### WORK TO DO:
Make an exact copy of the lines below.

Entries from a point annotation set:
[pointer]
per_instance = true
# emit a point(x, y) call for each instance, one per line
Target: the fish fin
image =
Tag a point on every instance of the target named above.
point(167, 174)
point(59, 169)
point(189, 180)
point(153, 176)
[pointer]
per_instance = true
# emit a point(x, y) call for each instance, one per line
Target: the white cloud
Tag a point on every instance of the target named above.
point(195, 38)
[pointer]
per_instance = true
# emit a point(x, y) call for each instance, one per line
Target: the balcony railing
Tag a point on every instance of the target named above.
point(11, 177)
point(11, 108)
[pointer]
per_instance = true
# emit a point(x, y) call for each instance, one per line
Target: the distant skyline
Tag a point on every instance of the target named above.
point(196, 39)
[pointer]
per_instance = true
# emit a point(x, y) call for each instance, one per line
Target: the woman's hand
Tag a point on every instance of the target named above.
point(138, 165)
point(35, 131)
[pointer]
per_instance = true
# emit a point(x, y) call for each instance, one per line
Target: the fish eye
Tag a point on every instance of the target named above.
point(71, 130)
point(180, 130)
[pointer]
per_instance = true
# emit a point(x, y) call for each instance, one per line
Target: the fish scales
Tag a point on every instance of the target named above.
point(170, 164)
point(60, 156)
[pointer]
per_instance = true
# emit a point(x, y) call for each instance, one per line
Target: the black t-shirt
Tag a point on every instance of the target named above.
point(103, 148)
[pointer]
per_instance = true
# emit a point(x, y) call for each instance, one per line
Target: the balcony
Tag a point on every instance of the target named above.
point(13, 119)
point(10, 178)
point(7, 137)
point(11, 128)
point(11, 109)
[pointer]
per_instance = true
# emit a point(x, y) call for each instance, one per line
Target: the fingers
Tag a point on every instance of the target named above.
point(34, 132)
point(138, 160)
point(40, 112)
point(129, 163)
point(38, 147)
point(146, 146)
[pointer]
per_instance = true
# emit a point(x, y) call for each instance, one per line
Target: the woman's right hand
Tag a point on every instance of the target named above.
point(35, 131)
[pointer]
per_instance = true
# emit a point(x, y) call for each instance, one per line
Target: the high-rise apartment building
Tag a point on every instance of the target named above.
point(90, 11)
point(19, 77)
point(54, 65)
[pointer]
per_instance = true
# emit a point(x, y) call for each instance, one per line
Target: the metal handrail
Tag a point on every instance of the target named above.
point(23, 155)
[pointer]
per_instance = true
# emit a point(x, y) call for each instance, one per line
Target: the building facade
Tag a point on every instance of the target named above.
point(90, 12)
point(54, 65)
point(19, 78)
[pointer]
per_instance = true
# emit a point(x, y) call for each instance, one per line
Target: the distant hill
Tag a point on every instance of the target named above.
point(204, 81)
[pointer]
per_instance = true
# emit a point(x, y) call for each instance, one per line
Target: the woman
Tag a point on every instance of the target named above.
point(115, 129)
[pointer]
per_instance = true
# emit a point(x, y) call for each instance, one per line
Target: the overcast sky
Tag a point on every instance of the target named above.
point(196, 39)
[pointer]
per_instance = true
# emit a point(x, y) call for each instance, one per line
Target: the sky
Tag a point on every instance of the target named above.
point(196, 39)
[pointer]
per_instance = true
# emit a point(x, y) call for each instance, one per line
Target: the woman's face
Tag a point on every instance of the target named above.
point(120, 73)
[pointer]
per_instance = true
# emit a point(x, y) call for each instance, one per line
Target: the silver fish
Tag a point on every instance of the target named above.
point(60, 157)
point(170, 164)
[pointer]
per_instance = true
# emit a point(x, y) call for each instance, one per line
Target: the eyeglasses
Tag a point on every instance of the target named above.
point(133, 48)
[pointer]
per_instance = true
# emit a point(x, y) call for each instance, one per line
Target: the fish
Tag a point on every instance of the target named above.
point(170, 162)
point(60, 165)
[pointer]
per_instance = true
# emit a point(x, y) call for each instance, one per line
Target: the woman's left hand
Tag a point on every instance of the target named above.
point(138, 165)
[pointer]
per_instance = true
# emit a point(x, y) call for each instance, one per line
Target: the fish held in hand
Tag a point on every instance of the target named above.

### OUTPUT FOR THIS EXERCISE:
[pointer]
per_instance = true
# emit a point(x, y) call for each instance, one per line
Target: the fish fin
image =
Tag a point on every instance of the target named above.
point(167, 174)
point(59, 169)
point(189, 180)
point(153, 176)
[pointer]
per_instance = true
# emit a point(x, y) call for each instance, one per line
Target: the white cloud
Tag a point on every instance of the target named above.
point(195, 38)
[pointer]
per_instance = true
# emit a point(x, y) call for each instance, one per line
Target: the balcony railing
Tag a point on every instance of the target named above.
point(11, 177)
point(11, 108)
[pointer]
per_instance = true
# emit a point(x, y) call for each instance, one per line
Target: the distant skyline
Tag a point on every instance of the target named above.
point(196, 39)
[pointer]
per_instance = true
# emit a point(x, y) call for each instance, one per line
Target: the woman's hand
Tag a point on every instance of the target named above.
point(138, 165)
point(35, 131)
[pointer]
per_instance = true
# emit a point(x, y) call for each instance, one per line
Target: the fish eye
Tag a point on every instance of the target named above.
point(71, 130)
point(180, 130)
[pointer]
per_instance = true
# emit a point(x, y) call for each instance, one per line
Target: the fish scales
Tag a point on every instance of the target named above.
point(170, 164)
point(60, 156)
[pointer]
per_instance = true
# emit a point(x, y) call for each instance, one per line
Target: the black t-shirt
Tag a point on every instance of the target named above.
point(103, 148)
[pointer]
per_instance = true
# emit a point(x, y) call for each instance, one per line
Target: the balcony
Tag a point on every instance of the target named above.
point(13, 119)
point(10, 178)
point(7, 137)
point(11, 128)
point(11, 109)
[pointer]
per_instance = true
# emit a point(x, y) call for each instance, one per line
Target: the fingers
Tag a point on every instance of the target named above.
point(34, 132)
point(138, 160)
point(40, 112)
point(129, 163)
point(38, 147)
point(146, 146)
[pointer]
per_instance = true
# emit a point(x, y) call for each instance, one per line
Target: the woman's right hand
Tag a point on every instance of the target named above.
point(35, 131)
[pointer]
per_instance = true
# emit a point(x, y) call for each instance, one per line
Target: the high-rise apartment building
Tag a point on every instance of the target named above.
point(90, 11)
point(19, 77)
point(54, 65)
[pointer]
per_instance = true
# emit a point(x, y) call for each instance, one per line
Target: the metal handrail
Tag a point on every instance of the target named above.
point(23, 155)
[pointer]
per_instance = true
# emit a point(x, y) call for each instance, one per line
Target: the building facade
Tag a point on every instance of the target named above.
point(90, 12)
point(54, 65)
point(19, 78)
[pointer]
per_instance = true
# emit a point(x, y) call for each instance, one per line
Target: the distant hill
Tag a point on every instance of the target named above.
point(204, 81)
[pointer]
per_instance = true
# emit a point(x, y) call for each instance, one per line
Target: the woman
Tag a point on every instance of the target named above.
point(115, 129)
[pointer]
per_instance = true
# emit a point(x, y) call for each instance, one per line
Target: the overcast sky
Tag a point on every instance of the target named above.
point(196, 39)
[pointer]
per_instance = true
# emit a point(x, y) call for each instance, one per line
Target: the sky
Tag a point on every instance of the target named above.
point(196, 39)
[pointer]
per_instance = true
# emit a point(x, y) call for each instance, one per line
Target: the woman's face
Tag a point on every instance of the target named above.
point(120, 73)
[pointer]
per_instance = true
# emit a point(x, y) call for each instance, one per line
Target: the silver fish
Tag a point on every instance of the target named above.
point(60, 157)
point(170, 164)
[pointer]
per_instance = true
# emit a point(x, y) call for each instance, one per line
Target: the eyeglasses
Tag a point on every instance of the target named above.
point(133, 48)
[pointer]
per_instance = true
# emit a point(x, y) call for each instance, one per line
Target: the fish
Tag a point on every instance of the target named above.
point(170, 162)
point(60, 165)
[pointer]
per_instance = true
# emit a point(x, y) call for each instance, one per line
Target: the woman's left hand
Tag a point on every instance of the target named above.
point(138, 165)
[pointer]
per_instance = true
# emit a point(x, y) call for each instance, one per line
Target: the fish held in hand
Tag a point on every instance of the target named above.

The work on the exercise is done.